■ Object pointing dataset rows
##############################

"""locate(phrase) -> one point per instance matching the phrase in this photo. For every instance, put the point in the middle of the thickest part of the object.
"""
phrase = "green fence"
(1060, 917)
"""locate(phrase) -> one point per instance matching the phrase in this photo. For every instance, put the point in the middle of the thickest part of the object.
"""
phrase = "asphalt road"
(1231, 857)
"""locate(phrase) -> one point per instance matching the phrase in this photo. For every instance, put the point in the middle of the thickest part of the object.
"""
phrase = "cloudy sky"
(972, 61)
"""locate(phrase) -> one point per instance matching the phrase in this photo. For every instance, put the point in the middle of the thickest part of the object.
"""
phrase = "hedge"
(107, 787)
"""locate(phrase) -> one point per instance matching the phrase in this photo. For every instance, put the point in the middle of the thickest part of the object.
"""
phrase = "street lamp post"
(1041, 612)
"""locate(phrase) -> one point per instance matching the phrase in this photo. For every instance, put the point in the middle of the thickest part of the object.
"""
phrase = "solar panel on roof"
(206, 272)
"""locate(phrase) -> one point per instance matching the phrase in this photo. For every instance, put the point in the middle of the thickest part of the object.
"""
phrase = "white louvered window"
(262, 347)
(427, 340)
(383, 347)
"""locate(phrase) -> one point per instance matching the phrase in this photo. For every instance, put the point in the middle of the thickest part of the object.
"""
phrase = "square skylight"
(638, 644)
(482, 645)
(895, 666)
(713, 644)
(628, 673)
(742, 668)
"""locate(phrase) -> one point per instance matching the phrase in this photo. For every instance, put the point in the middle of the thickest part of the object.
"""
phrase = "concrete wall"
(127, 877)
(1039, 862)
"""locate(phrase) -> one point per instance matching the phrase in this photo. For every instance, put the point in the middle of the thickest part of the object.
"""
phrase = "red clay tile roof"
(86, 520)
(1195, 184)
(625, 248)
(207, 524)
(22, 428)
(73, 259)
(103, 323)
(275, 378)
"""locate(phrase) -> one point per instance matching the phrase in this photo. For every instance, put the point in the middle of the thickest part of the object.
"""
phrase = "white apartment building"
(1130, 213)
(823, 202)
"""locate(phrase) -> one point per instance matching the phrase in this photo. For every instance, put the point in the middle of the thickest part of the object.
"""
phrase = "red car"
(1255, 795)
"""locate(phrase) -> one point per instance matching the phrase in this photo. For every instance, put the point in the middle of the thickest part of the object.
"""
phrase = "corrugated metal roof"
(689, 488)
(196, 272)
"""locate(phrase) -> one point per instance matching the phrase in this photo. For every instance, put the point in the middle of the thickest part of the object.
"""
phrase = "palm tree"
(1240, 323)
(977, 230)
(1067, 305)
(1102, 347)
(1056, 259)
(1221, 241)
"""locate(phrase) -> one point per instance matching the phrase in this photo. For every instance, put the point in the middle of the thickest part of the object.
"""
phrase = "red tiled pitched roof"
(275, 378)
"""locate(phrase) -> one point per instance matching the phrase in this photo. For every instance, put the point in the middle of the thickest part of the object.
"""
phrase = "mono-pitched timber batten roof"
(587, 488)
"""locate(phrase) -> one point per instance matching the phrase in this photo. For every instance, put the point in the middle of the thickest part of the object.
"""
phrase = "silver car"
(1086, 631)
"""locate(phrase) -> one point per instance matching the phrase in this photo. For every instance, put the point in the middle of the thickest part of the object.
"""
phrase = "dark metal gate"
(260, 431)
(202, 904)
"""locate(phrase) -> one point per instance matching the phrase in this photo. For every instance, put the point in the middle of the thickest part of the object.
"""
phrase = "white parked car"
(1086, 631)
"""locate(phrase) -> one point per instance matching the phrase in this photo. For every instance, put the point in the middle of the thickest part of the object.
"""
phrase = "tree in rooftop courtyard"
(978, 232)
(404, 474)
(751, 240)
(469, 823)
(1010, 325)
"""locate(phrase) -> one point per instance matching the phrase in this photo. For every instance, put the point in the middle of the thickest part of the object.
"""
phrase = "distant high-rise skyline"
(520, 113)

##############################

■ REQUIRED WORK
Pull out every line of the material above that contains the word "metal", and copy each one in full.

■ SOLUTION FOR THIS PROBLEM
phrase = "corrugated metal roof"
phrase = "dark metal gate"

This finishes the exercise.